*Stated exercise*.
Rewrite the records starting at the line containing "Args: query, the phrase to segment: horse's" and ending at the line containing "Returns: the outline of every instance of the horse's", with "horse's leg" replaced by "horse's tail" and everything else left as it is.

*Exercise data*.
● ● ● ● ● ● ●
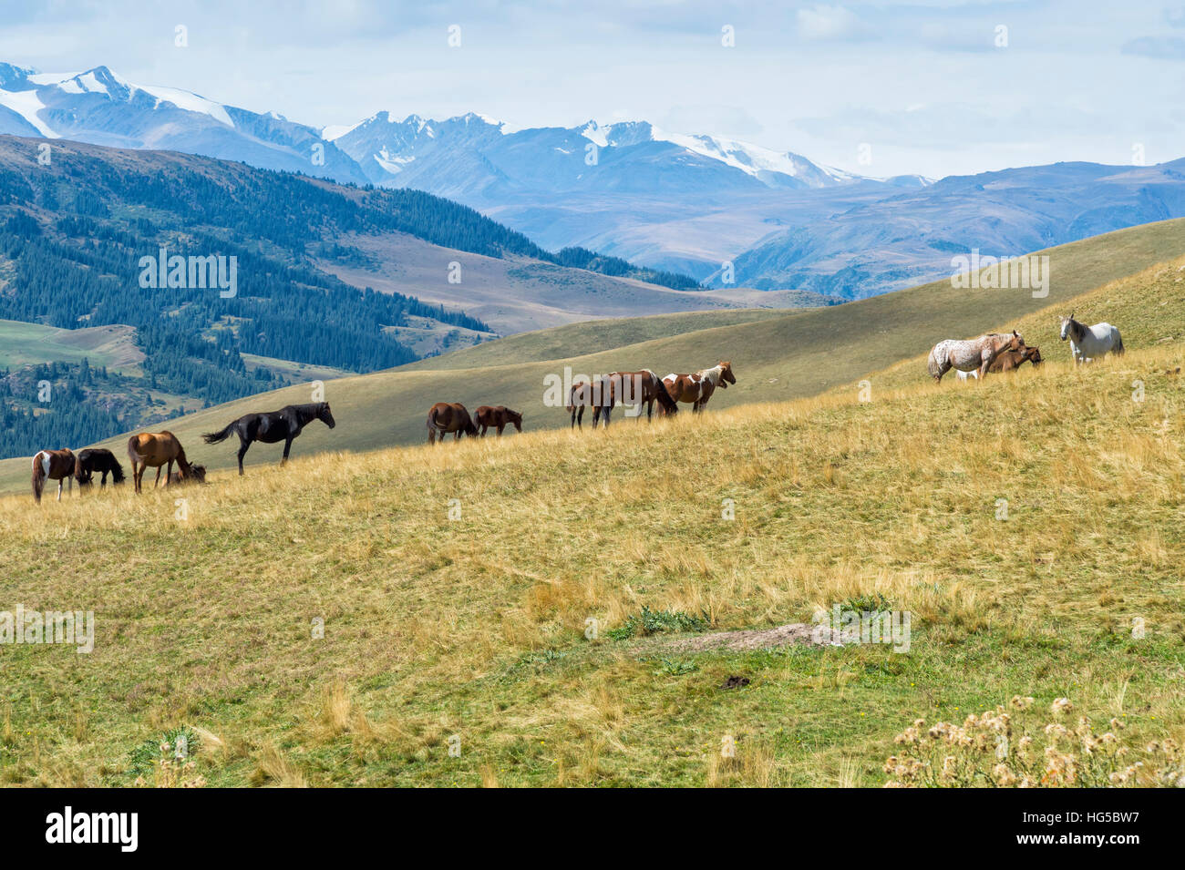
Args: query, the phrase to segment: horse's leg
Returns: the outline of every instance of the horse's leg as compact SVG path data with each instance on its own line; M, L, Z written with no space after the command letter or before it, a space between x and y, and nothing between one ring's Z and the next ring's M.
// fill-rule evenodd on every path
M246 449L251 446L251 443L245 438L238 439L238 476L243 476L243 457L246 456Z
● ● ● ● ● ● ●
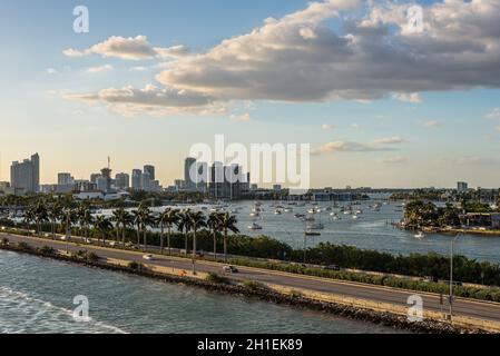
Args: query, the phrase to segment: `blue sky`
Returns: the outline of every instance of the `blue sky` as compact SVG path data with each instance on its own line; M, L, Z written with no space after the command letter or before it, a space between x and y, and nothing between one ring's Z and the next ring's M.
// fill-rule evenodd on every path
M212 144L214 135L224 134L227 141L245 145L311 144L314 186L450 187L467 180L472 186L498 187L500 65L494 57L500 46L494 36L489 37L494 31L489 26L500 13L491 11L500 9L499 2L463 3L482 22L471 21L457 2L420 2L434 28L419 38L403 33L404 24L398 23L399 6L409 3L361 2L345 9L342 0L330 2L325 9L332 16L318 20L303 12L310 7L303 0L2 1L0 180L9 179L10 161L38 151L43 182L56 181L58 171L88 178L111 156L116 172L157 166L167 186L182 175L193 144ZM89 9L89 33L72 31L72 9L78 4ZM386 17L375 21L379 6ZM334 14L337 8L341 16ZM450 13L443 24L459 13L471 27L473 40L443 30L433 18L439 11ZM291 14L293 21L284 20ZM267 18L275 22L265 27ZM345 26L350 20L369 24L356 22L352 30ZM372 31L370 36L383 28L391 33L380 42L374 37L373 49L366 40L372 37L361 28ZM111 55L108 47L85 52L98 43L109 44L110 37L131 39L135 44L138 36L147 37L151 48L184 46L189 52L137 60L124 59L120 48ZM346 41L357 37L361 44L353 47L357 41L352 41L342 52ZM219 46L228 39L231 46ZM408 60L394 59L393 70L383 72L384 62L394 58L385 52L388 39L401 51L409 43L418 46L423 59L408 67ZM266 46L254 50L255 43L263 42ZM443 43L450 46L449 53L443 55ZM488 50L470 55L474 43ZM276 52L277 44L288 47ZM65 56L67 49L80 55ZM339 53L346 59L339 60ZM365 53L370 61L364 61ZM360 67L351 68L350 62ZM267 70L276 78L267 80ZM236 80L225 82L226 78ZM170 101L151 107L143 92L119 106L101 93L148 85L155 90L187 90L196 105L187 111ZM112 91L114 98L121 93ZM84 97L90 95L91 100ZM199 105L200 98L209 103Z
● ● ● ● ● ● ●
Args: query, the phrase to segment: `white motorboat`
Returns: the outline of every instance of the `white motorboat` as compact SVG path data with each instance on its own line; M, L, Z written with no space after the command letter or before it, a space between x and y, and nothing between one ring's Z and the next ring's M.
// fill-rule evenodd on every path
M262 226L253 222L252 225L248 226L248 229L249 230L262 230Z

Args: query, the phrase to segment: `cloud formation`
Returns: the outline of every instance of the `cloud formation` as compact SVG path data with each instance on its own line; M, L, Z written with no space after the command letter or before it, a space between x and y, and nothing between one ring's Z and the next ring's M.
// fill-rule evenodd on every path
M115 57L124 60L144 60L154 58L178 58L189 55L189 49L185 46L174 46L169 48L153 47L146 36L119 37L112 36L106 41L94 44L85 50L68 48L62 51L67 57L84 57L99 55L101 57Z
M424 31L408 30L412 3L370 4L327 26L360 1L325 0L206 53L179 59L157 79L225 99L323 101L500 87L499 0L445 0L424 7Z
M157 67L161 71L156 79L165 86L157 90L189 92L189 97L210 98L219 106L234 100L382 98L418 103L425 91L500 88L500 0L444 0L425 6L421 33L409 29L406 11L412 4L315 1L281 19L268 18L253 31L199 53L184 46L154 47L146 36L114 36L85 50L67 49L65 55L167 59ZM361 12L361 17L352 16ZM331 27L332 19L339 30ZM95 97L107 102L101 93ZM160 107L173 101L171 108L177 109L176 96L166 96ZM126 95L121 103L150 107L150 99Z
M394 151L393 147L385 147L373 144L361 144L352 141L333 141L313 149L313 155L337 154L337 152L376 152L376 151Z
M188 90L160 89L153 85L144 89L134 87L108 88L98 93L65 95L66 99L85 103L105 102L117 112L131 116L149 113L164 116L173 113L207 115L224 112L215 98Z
● ● ● ● ● ● ●
*Task solution*.
Args: query, the phrase to segment: horse's tail
Returns: the outline of every instance of the horse's tail as compact SVG path data with each instance on its own line; M, L, Z written with no space after the command letter or before it, a space between x and y, and nothing between one ring's Z and the next ring's M.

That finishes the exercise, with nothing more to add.